- [DIRECTIONS]
Pick up the piece on former Farragut football coach Dan Bland after its last sentence and keep writing it.

- [EXCERPT PROVIDED]

===

A memorable career
Former Farragut football coach leaves legacy
Roy Stone still can remember his first impression of Dan Bland.
It was the spring 1980 in Stone’s junior year at Farragut High School, and Bland had just been hired to replace former coach Ken Sparks. Sparks, of course, would go on to achieve historic success at the college level with Carson-Newman University.
But Coach Bland — in the midst of a memorable career himself — was just getting started in west Knoxville. One film session was all Bland needed to familiarize himself with his new team.
“I remember when he first pulled us all together in the auditorium,” recalled Stone, then a running back for the Admirals. “He said, ‘I’ve been looking at some film. And y’all are soft.’”
“That got our attention,” Stone added. “He came in and called it right out.”
Mr. Bland swiftly changed that approach at Farragut, guiding the Admirals to a 53-24 record with two district titles and the first state semifinal appearance in school history. That seven-year stretch was just one stop in his memorable career, which spanned multiple states through four decades with a final record of 175-112.

===

- [DATA SHOWN]
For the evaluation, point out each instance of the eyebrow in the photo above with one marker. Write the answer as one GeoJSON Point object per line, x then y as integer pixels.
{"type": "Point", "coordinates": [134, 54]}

===

- [RESULT OF THIS EXERCISE]
Bland’s career — and life as a whole — have been remembered with fondness after his death at age 81 on Dec. 21 at his home in Jackson, Tennessee. In the days since Bland’s death, farragutpress has spoken with a few of his relatives, friends and former players. Together, those different accounts have woven a tapestry befitting a former FHS skipper whose legacy extends far beyond the numerous fields on which he coached.
Rooted in physicality
Before leading Farragut or any other program, Bland experienced plenty of success as a player.
A native of Covington, Tennessee, he carved out a memorable college career as a halfback at Mississippi State. There, under the tutelage of an assistant coach named Johnny Majors, Bland grew into a sizable halfback who wreaked havoc across the SEC. He led the nation in kickoff return yardage with 558 in 1964, a record that stood for more than 40 years. That same year, he helped the Bulldogs — then called the “Maroons,” according to the New York Times — beat Ole Miss for the first time since 1946. In 1965, Bland served as a team captain and helped the Bulldogs upset Heisman Trophy favorite Steve Spurrier in Gainesville.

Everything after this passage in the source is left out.